(EXERCISE TASK): Render the listing below as a JSON list of strings, one string per line, skipping blank lines and leaving out the pictures.

# RECORD LIST start

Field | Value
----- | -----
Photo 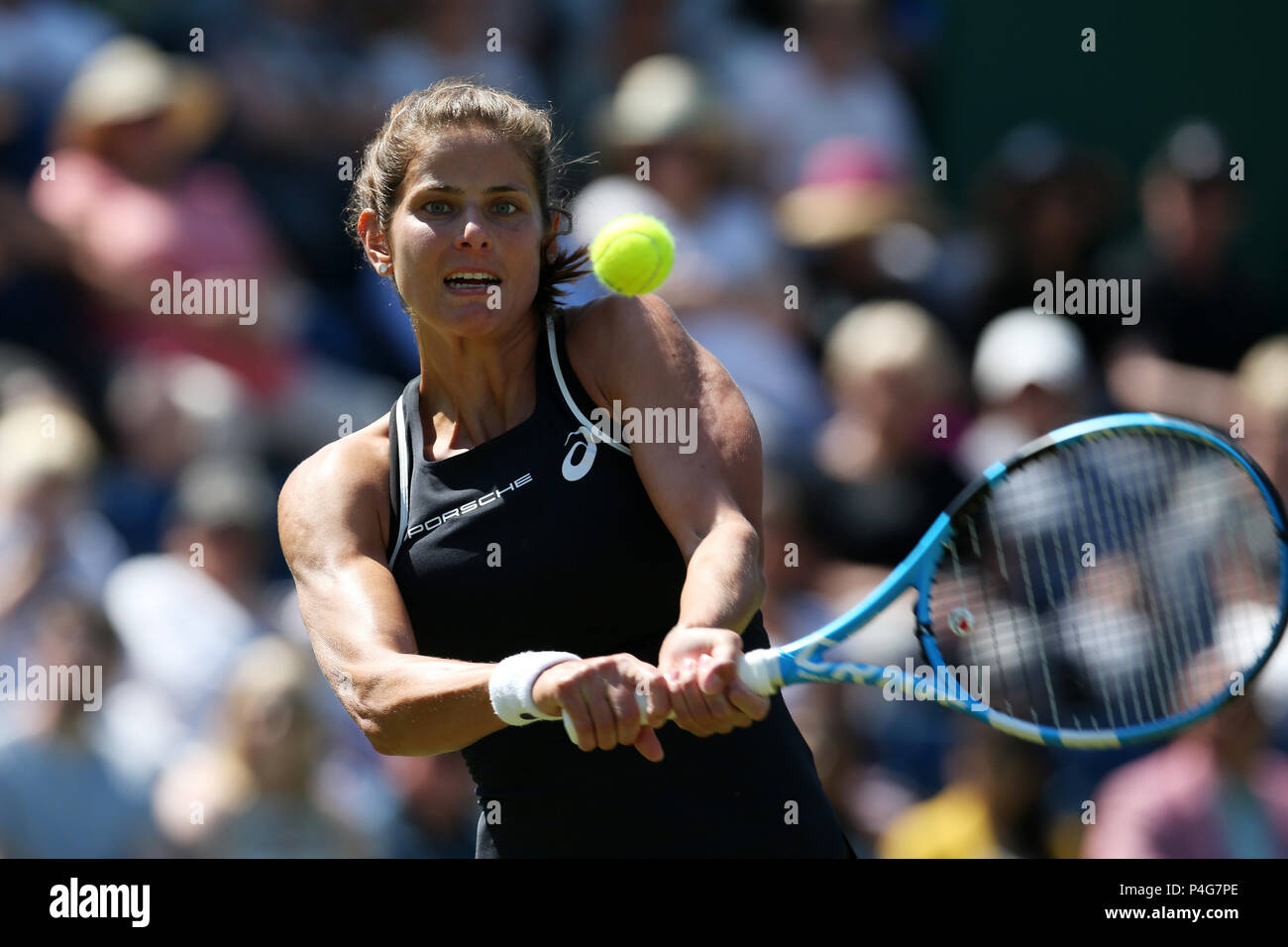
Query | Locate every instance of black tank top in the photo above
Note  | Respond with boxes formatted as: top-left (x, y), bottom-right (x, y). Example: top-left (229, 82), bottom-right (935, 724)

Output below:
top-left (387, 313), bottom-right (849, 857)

# RECORD LIST end

(FINAL RESULT):
[
  "Field | Value",
  "----- | -----",
  "Photo ",
  "Query | Locate every instance of black tank top in the photo above",
  "Note  | Respond with boxes formatted as: top-left (x, y), bottom-right (x, y). Example: top-left (229, 82), bottom-right (935, 724)",
  "Output below:",
  "top-left (387, 313), bottom-right (849, 857)"
]